PROBLEM DETAILS. Locate the line containing "Practice step: identify the blurred", then please write out that line and all the lines below it in the entries exactly.

SUPPLIED DATA start

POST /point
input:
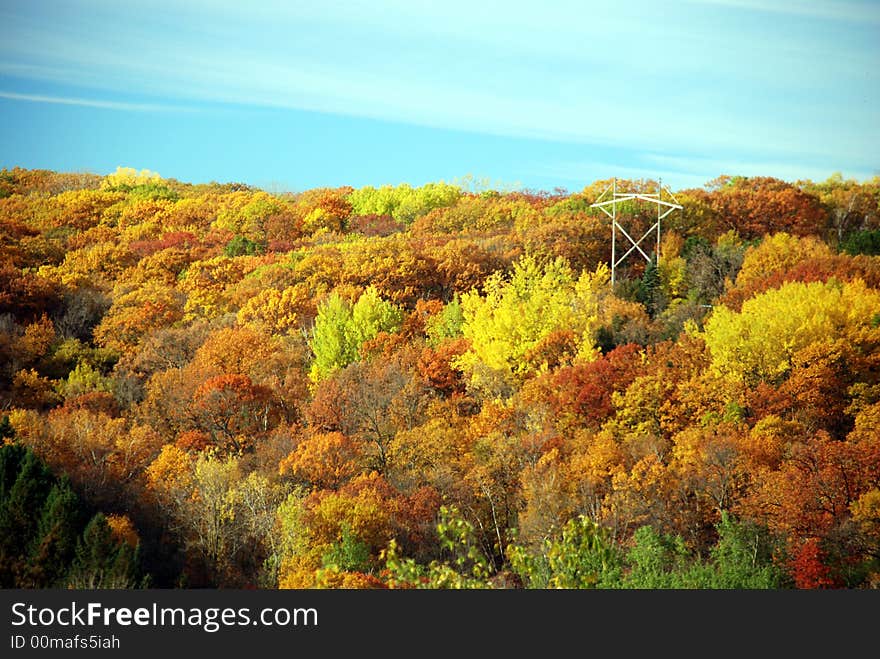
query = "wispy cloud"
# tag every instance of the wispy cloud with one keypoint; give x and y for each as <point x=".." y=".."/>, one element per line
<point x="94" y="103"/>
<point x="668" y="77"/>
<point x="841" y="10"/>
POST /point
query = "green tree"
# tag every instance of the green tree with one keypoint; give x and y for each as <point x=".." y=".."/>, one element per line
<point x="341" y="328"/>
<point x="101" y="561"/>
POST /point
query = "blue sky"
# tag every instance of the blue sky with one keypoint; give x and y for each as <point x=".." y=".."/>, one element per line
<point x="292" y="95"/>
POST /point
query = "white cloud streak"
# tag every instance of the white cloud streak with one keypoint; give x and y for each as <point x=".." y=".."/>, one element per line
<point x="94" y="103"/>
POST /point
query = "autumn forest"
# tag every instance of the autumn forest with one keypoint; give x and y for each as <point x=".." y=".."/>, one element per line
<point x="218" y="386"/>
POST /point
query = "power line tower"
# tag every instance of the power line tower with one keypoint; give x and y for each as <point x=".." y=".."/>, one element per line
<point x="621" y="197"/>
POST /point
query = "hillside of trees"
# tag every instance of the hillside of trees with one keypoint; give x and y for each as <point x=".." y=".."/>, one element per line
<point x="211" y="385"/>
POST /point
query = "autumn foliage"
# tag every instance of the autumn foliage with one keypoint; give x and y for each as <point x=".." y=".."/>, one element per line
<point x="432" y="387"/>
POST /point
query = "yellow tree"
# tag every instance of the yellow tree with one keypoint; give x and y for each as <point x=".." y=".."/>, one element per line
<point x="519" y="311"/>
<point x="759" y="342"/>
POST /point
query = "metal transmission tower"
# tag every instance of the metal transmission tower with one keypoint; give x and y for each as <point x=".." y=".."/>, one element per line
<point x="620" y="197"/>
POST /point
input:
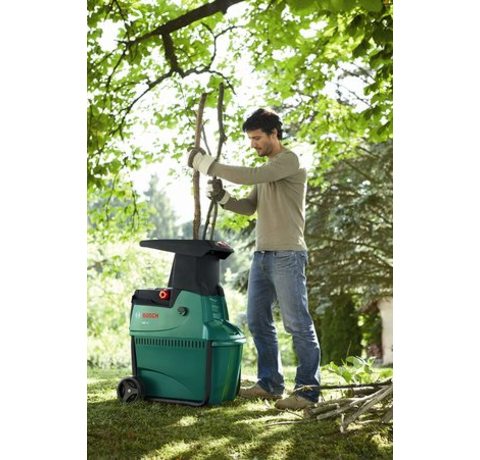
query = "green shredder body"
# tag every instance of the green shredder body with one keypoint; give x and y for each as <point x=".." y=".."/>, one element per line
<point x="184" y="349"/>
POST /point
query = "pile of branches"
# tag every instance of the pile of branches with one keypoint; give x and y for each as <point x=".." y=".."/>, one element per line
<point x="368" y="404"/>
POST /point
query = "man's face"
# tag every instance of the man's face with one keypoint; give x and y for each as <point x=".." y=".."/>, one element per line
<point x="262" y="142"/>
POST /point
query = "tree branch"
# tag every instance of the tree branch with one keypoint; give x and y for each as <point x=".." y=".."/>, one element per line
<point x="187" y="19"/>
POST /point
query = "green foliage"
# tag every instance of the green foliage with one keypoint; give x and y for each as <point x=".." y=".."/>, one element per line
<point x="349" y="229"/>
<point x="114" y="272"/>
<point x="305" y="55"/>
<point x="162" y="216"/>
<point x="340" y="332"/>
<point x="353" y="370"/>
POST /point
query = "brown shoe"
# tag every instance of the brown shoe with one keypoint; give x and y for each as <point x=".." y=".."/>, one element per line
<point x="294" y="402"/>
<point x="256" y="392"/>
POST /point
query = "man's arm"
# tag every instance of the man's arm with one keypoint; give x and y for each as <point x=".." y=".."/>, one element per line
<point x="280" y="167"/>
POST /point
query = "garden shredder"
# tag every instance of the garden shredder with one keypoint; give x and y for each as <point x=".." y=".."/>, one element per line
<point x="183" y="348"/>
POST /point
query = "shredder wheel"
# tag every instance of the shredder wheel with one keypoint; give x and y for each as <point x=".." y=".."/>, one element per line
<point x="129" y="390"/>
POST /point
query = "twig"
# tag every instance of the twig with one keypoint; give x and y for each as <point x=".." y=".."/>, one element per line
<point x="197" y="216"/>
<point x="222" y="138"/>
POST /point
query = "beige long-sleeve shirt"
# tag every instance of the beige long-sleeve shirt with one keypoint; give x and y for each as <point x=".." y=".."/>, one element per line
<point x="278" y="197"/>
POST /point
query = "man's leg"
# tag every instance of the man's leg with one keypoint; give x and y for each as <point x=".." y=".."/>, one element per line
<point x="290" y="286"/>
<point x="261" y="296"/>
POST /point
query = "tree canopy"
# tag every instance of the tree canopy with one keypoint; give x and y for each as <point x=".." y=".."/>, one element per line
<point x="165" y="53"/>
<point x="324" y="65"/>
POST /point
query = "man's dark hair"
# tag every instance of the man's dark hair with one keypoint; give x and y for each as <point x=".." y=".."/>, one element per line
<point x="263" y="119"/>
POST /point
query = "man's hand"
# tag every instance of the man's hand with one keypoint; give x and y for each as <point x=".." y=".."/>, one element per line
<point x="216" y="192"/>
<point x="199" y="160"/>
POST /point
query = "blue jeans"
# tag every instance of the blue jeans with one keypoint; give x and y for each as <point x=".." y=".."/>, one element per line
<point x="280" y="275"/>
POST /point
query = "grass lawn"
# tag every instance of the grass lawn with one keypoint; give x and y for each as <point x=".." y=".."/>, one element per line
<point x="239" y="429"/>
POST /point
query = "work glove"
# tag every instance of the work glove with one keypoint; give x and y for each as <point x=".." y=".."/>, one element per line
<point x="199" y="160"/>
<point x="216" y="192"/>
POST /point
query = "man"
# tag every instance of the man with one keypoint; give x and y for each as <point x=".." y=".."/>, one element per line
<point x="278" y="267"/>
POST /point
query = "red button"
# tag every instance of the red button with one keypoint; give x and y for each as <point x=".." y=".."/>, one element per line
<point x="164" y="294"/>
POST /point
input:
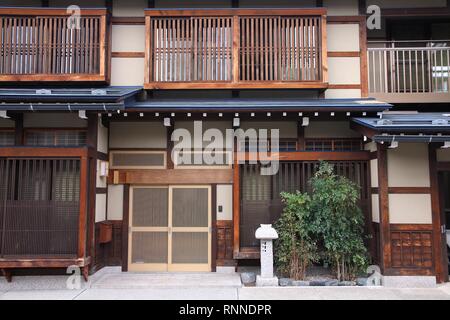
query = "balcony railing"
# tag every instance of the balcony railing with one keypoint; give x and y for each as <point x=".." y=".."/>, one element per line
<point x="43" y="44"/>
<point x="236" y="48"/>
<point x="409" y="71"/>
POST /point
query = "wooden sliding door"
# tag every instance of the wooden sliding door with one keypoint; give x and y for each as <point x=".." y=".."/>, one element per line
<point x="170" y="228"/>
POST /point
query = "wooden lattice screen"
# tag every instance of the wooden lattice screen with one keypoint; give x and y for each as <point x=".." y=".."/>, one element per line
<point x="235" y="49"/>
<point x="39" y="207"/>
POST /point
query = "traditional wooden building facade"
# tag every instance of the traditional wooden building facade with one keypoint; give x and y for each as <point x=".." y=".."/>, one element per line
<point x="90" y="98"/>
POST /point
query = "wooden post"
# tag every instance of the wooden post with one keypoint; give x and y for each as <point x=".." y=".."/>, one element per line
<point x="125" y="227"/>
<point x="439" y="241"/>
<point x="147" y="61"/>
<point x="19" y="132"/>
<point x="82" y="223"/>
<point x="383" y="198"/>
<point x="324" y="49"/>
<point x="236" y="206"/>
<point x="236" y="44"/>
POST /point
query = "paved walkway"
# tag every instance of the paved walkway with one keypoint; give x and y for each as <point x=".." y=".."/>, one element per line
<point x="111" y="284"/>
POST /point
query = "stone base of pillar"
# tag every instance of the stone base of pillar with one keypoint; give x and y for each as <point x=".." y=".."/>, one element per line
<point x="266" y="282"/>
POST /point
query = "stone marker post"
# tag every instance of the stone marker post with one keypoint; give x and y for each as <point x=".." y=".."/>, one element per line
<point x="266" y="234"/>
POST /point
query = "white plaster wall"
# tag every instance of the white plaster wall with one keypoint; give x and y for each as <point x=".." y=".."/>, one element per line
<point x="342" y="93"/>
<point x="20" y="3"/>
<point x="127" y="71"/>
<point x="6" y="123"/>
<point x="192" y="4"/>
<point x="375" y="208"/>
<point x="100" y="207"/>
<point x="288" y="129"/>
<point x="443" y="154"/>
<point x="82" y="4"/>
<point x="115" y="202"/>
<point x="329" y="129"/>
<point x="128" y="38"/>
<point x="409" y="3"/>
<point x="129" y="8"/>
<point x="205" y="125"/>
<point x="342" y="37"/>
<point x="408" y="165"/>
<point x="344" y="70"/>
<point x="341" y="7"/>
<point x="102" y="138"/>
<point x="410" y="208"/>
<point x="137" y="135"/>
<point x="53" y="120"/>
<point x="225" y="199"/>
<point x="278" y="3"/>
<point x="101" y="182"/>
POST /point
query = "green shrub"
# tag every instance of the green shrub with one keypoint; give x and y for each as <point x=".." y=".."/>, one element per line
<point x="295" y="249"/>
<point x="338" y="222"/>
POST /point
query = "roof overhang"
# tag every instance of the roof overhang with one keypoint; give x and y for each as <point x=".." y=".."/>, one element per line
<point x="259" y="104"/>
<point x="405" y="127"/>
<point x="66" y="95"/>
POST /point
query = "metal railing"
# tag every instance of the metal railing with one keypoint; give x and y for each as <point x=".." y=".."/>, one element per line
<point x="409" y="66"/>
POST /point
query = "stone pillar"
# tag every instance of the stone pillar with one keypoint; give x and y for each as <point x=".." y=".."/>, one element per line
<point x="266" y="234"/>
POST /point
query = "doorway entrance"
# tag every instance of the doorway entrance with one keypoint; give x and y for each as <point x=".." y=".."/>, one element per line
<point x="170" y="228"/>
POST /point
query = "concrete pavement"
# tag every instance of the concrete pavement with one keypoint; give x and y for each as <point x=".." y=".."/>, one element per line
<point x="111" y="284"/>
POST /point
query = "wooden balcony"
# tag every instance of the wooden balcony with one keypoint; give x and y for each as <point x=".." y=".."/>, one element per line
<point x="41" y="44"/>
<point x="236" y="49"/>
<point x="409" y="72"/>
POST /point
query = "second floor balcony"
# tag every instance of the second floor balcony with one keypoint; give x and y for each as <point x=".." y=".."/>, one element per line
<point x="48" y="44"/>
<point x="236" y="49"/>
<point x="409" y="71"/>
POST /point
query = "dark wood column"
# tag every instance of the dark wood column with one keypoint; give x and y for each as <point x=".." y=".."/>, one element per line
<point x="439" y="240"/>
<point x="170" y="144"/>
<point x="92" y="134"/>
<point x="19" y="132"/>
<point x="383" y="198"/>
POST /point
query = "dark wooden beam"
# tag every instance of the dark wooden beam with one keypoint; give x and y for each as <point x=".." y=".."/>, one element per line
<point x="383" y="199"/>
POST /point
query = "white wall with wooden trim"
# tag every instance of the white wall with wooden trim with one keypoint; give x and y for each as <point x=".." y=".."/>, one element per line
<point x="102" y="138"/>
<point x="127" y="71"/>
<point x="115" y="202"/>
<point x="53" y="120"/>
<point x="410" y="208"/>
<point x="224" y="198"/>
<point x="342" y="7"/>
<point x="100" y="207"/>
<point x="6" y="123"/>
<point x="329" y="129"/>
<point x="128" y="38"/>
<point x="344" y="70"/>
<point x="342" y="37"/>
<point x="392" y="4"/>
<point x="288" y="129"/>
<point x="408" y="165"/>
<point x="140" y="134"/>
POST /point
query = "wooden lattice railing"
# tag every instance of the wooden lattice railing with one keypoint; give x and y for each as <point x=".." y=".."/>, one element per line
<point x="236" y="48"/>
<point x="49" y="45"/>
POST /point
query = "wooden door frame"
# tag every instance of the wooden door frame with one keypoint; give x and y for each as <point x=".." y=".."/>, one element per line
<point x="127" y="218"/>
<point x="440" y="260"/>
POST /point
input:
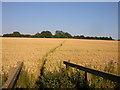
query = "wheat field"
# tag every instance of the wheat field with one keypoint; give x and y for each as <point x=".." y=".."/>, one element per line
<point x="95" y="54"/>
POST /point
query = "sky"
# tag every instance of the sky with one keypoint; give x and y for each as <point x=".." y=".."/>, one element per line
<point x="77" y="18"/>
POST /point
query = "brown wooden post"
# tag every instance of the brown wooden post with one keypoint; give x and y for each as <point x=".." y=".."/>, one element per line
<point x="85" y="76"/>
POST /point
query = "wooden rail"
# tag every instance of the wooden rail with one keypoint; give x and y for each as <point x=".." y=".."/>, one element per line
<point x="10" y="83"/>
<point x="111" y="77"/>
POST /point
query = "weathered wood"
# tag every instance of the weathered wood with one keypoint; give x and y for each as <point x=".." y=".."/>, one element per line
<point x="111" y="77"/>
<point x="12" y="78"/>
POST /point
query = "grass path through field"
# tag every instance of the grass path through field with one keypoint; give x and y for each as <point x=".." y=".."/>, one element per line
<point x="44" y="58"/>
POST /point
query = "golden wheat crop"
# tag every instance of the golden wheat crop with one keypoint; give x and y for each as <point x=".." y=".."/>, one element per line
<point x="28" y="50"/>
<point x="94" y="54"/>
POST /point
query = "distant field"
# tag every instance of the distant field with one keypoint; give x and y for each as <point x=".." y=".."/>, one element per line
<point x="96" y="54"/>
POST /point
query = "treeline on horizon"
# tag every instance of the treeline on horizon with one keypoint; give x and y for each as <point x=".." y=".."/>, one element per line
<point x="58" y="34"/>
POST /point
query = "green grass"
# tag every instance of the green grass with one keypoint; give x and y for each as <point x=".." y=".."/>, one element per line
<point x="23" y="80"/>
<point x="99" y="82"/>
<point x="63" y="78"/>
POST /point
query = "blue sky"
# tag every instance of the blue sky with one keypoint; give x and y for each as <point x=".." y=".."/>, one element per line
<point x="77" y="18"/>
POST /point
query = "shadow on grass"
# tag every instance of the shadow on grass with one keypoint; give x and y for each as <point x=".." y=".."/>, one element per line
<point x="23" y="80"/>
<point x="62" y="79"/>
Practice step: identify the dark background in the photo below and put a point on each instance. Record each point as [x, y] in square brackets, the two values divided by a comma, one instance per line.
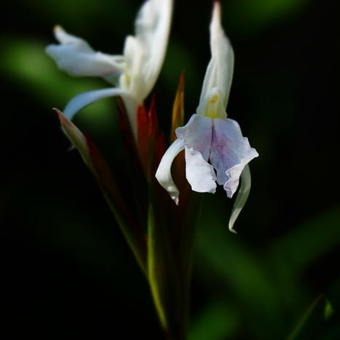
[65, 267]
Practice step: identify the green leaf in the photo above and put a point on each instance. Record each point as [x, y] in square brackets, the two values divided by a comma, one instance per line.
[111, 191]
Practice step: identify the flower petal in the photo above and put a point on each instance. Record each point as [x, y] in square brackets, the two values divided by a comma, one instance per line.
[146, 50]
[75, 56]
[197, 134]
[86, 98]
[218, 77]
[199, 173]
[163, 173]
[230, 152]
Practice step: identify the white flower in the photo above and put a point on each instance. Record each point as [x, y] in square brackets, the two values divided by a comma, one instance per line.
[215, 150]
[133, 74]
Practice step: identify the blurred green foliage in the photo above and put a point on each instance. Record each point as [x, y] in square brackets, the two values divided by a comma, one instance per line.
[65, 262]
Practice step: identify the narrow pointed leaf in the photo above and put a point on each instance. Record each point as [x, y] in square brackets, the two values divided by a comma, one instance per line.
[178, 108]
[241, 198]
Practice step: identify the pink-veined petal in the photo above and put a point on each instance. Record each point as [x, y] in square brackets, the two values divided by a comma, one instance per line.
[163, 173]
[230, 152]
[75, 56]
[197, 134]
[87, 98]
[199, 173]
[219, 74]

SUPPLIED DATA end

RESPONSE BELOW.
Practice step: identify the blurred green foliage in the photo above and put a point on each instance. Record each point as [x, y] in square brackets, the two values divided by a comma, one instance per line.
[65, 262]
Practice step: identify the narrow pointed leaf in the photo above and put a point on each instance. Record each point as [x, y] in square brackets, the two values divided by a comma, one instance per line.
[178, 108]
[241, 198]
Practice step: identify the pink-veined petal in the photo above and put a point on each instance. Record each point as [x, y] in square brackets, the two values divided by a comma, one instance per line.
[163, 173]
[230, 152]
[75, 56]
[197, 134]
[87, 98]
[199, 173]
[219, 74]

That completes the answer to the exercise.